### TEXT UNDER STUDY:
+++
Her zeal to work in her best capacity for the nation’s well-being is echoed by Divyanshi Singh, 19, AIR 40 (overall) and AIR 5 (girls) as well as Kanishka Gupta, 17, AIR 157 (overall) and AIR 17 (girls). The girls are currently awaiting the final word on their acceptance from NDA.
Explaining the numbers, Shishir Dixit, managing director, Centurion Defence Academy, Lucknow, says, “This year, NDA has 419 seats, of which 400 are for boys and 19 are for girls. The final merit list features 462 names, including 411 boys and 51 girls. The medical tests for all cadets have been done and the final shortlisted candidates will receive their joining letters from NDA subject to their medical fitness and merit order soon.”
+++
### WHAT THIS TASK INVOLVES:
Continue the passage about the NDA merit list and its women candidates, beginning after its last sentence.

### INPUT DATA:
+++
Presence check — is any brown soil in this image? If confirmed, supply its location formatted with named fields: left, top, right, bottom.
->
+++
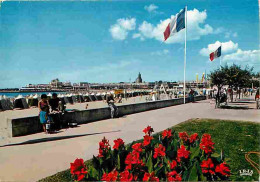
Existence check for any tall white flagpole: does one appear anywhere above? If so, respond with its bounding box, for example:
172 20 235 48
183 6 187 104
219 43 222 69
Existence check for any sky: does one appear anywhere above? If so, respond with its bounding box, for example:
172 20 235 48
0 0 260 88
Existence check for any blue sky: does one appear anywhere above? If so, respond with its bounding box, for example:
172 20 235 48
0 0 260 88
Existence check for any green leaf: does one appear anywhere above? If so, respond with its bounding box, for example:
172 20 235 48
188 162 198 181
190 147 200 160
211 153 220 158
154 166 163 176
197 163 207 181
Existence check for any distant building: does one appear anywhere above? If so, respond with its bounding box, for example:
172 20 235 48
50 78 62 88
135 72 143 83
+++
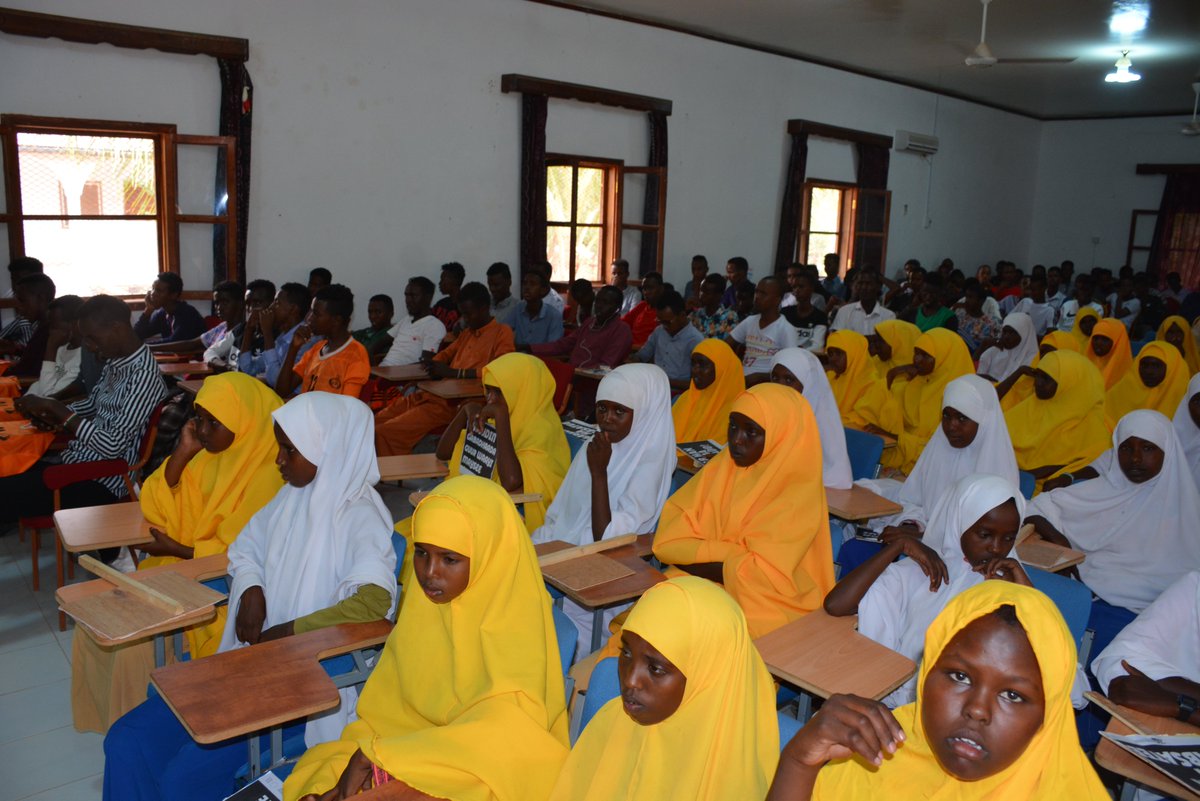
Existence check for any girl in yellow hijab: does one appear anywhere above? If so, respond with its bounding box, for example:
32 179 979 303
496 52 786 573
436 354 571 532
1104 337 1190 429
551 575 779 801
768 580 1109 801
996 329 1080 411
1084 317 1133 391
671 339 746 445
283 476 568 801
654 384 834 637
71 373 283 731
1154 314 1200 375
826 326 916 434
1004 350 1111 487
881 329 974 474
+++
### RESPONSE TO THIS EXERCISE:
Prepared for everything
Dismissing skepticism about the mental and physical strength of women to endure the tough life at NDA, Shanan says, “I may not be traditionally physically fit right now, but I am prepared to face the NDA training requirements.” Observing the lives of her grandfather (retired subedar), father (retired havildar) and sister (student of MNS), has prepared her.
Divyanshi, hailing from an Army family from a small town in Bihar, says, “There is no point in getting anxious by anticipating the situations. The fact that we are in the merit list proves our ability and right to be a part of the Armed Forces.” Her father is a serving senior non-commissioned officer (SNCO) in the Indian Air Force.
Jhansi girl Kanishka is a XII appearing student who comes from a small business family and would be the first one to join the Armed Forces. “I have opted to become part of the Army because this is an unfamiliar path for girls,” she says.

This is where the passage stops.